### GIVEN EXERCISE
Are you able to retype all the records below exactly?

### Location identification items
--*--

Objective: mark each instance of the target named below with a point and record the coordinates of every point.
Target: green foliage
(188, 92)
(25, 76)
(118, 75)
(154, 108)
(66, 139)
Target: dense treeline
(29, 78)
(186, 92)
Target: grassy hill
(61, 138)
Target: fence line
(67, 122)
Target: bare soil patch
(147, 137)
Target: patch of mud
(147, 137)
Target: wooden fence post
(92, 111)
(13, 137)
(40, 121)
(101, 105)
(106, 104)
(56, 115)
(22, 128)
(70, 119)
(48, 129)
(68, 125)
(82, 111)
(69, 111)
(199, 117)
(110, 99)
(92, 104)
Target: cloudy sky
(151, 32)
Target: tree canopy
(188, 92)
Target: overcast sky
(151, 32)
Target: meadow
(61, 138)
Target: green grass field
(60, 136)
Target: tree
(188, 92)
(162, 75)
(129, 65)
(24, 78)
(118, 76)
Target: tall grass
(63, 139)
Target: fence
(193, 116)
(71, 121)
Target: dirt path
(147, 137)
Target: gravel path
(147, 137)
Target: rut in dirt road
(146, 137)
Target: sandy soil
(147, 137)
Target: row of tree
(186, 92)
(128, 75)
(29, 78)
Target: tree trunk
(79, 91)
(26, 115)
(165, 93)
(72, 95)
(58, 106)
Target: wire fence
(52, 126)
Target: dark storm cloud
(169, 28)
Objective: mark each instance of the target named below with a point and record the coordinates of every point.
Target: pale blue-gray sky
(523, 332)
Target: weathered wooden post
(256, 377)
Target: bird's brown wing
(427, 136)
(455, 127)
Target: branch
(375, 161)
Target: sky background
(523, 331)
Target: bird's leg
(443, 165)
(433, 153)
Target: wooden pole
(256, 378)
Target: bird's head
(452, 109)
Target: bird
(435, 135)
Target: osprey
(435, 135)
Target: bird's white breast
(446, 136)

--*--

### OUTPUT FOR THIS EXERCISE
Objective: mark each instance of the target named below with a point and record the coordinates of every point.
Target: green foliage
(188, 92)
(25, 76)
(118, 75)
(154, 108)
(66, 139)
Target: dense treeline
(29, 78)
(186, 92)
Target: grassy hill
(61, 138)
Target: fence line
(67, 122)
Target: bare soil patch
(147, 137)
Target: patch of mud
(147, 137)
Target: wooden fence post
(92, 111)
(13, 137)
(40, 121)
(101, 105)
(106, 104)
(56, 115)
(22, 128)
(70, 119)
(48, 129)
(68, 125)
(82, 111)
(69, 111)
(199, 117)
(110, 99)
(92, 104)
Target: cloudy sky
(151, 32)
Target: tree canopy
(188, 92)
Target: overcast sky
(151, 32)
Target: meadow
(61, 138)
Target: green grass field
(60, 136)
Target: tree
(188, 92)
(162, 75)
(129, 65)
(24, 78)
(118, 76)
Target: tall grass
(63, 139)
Target: fence
(193, 116)
(71, 121)
Target: dirt path
(147, 137)
Target: gravel path
(147, 137)
Target: rut in dirt road
(146, 137)
Target: sandy soil
(147, 137)
Target: row of tree
(186, 92)
(128, 75)
(29, 78)
Target: tree trunk
(79, 91)
(26, 115)
(165, 93)
(72, 95)
(58, 106)
Target: wire fence
(52, 126)
Target: dark storm cloud
(169, 28)
Objective: mark each instance of the target named below with a point and record the coordinates of every point.
Target: pale blue-gray sky
(523, 332)
Target: weathered wooden post
(256, 377)
Target: bird's brown wing
(427, 136)
(455, 127)
Target: branch
(375, 161)
Target: sky background
(523, 331)
Target: bird's leg
(443, 165)
(433, 153)
Target: wooden pole
(256, 378)
Target: bird's head
(452, 109)
Target: bird
(435, 135)
Target: osprey
(435, 135)
Target: bird's white breast
(446, 136)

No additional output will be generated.